# EXERCISE DETAILS
In the physics quiz excerpt, what value is given for 2kT/m in the ideal gas problem?

# SOURCE DOCUMENT
====
An ideal gas is at a temperature  $T$  having molecules each of mass  $m .$  If  $k$  is the Boltzmann's constant and  $2 \mathrm { kT } / \mathrm { m } = 1.40 \times 10 ^ { 5 } \mathrm { m } ^ { 2 } / \mathrm { s } ^ { 2 } .$  Find the percentage of the fraction of molecules whose speed lie in the range  $324\mathrm { m } / \mathrm { s }$  to  $326\mathrm { m } / \mathrm { s } .$

  1. $0.52 %$
  2. $0.43 %$
  3. $0.21 %$
  4. $0.14 %$
Question 22 Multiple Choice (Single Answer)

In Vander Waal's equation the critical $P _{c}$ is given by

  1. 3b
  2. $\displaystyle\ \frac{a}{27b^{2}}$
  3. $\displaystyle\ \frac{27a}{b^{2}}$
  4. $\displaystyle\ \frac{b^{2}}{a}$
Question 23 Multiple Choice (Single Answer)

The temperature of an ideal gas at atmospheric pressure is 300K and volume $lm^3$.If temperature and volume become double, then pressure will be

  1. $10^5 N/m^2$
  2. $2\times 10^5 N/m^2$
  3. $0.5\times 10^5 N/m^2$
  4. $4\times 10^5 N/m^2$
Question 24 Multiple Choice (Single Answer)
====
# RECORDS SHOWN
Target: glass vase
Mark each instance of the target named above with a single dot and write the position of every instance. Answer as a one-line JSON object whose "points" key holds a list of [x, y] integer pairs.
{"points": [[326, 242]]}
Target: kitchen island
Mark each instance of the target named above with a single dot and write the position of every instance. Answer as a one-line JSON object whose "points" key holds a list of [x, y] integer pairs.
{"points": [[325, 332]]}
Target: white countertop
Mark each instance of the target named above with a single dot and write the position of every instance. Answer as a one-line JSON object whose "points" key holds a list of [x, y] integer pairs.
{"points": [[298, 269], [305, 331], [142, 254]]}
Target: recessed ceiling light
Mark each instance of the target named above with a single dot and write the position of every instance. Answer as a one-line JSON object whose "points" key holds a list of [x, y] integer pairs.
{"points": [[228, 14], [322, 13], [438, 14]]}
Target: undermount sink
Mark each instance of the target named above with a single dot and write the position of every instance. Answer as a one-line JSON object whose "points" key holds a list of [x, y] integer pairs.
====
# CORRECT OUTPUT
1.40 × 10^5 m²/s²